-- Start EXCERPT TO READ --

I just found “Zen and the Art of Motorcycle Maintenance” for free online, a book that was on my wish list for quiet some time (recommended by a good number of programmers…).
And since i like a printed version here is a small script to get it in a printable format.
(which i post here for educational purpose only)
require 'rubygems'
require 'open-uri'
require 'hpricot'
book = 'zen_and_the_art/zen_and_the_art'
pages = 32
text = ''
1.upto(pages) { |i|
doc = Hpricot(open("http://www.esolibris.com/ebooks/#{book}_#{i.to_s.rjust(2,'0')}.php").read)
doc.search('table.body tr td[@height=40] div').remove
doc.search('table.body tr td[@height=40] img').remove
doc.search('table.body tr td[@height=40] p.body').remove
doc.search('table.body tr td[@height=40] p a').remove
part = doc.search('table.body tr td[@height=40]')
text += part.inner_html
}
File.open('out.html','w') {|f|f.puts text}
And a great example of the power of hpricot as well, thanks!
normally i am quiet happy with hpricot, but that i cannot do this:
item = doc.search(‘table.body tr td[@height=40]’)
item.remove(‘a’)
was a little bit frustrating/un-dry…

-- End EXCERPT TO READ --
-- Start GIVEN DATA --

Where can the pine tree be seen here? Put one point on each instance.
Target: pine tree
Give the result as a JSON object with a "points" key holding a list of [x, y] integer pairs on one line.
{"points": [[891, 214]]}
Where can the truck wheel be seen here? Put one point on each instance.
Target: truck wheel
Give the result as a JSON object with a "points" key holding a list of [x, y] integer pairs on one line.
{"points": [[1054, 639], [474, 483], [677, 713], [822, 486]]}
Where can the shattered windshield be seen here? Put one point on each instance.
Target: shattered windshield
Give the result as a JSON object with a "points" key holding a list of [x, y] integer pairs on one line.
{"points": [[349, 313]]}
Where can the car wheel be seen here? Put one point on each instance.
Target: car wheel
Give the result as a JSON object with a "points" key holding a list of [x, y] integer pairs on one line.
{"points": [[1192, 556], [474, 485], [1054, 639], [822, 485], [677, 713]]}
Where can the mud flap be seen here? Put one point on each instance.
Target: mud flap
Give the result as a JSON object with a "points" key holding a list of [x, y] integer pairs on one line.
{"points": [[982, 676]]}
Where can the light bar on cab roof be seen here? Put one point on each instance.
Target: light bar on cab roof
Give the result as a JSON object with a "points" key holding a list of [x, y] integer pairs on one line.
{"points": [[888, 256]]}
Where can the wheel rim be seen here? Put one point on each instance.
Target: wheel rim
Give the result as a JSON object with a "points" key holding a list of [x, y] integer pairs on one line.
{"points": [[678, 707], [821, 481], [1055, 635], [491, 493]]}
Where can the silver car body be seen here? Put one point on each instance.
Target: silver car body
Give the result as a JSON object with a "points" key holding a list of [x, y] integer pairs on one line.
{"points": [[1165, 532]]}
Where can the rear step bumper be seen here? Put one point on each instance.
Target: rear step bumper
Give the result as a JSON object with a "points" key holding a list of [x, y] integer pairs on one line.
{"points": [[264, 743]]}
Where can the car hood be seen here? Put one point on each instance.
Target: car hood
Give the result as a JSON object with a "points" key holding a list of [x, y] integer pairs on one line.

-- End GIVEN DATA --

[EXERCISE SET]
• 1. In the Hpricot thread, why did the poster write the script? Answer in one to three sentences.
• 2. Can you transcribe the part of the Hpricot thread that opens with the words "doc.search('table.body tr td[@height=40] div').remove" and closes with "as well, thanks!"?
The data is separate from the Hpricot thread.

[SOLUTIONS]
• 1. The poster likes having a printed version of a book. The script puts the free online book into a printable format.

• 2.
doc.search('table.body tr td[@height=40] div').remove
doc.search('table.body tr td[@height=40] img').remove
doc.search('table.body tr td[@height=40] p.body').remove
doc.search('table.body tr td[@height=40] p a').remove
part = doc.search('table.body tr td[@height=40]')
text += part.inner_html
}
File.open('out.html','w') {|f|f.puts text}
And a great example of the power of hpricot as well, thanks!